** Opening DATASET ENTRIES block **
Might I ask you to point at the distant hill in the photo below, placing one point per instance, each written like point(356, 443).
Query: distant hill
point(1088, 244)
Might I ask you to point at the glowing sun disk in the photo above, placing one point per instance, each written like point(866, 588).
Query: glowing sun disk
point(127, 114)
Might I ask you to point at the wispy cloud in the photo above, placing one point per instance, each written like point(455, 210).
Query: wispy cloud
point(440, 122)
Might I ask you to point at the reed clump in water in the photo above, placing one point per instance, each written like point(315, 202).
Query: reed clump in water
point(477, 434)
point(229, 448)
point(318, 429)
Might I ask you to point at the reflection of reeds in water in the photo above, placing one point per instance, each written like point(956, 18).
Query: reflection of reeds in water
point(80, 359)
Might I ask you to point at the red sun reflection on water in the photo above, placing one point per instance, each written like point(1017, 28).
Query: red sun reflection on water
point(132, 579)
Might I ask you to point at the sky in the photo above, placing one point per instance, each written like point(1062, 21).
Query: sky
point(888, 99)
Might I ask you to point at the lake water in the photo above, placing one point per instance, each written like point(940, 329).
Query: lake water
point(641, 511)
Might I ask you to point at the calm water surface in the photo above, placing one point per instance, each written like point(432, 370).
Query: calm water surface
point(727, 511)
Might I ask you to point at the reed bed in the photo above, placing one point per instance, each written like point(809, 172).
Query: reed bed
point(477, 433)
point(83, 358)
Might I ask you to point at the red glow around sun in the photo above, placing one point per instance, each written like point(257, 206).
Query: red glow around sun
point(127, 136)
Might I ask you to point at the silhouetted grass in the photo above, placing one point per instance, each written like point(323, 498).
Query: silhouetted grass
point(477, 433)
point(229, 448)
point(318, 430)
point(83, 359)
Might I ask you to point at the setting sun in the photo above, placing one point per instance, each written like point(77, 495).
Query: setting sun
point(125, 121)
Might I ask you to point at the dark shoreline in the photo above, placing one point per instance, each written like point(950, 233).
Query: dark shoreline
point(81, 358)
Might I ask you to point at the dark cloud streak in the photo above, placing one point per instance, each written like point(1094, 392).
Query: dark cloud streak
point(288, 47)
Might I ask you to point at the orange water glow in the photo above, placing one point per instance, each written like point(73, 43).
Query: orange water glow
** Closing DATASET ENTRIES block **
● TASK PROMPT
All lines above from the one holding "Might I ask you to point at the reed clump" to the one holding "Might I ask you to point at the sky", inclusive, are to be copied exactly; no other line is wanted.

● ANSWER TO THIS TASK
Might I ask you to point at the reed clump in water in the photo above, placing one point per instance, each written like point(315, 202).
Query: reed clump in water
point(477, 434)
point(229, 448)
point(318, 429)
Might I ask you to point at the reflection of reeds in water in the photo above, placing one point per instance, each written like point(956, 18).
Query: reflection of reeds in water
point(80, 359)
Might I ask you to point at the red sun reflection on water in the photo above, placing one point per instance, each written like point(1017, 28).
Query: red sun reflection on water
point(132, 579)
Might I ask you to point at the sky in the photo above, placing one point per instance, each written like point(1062, 21).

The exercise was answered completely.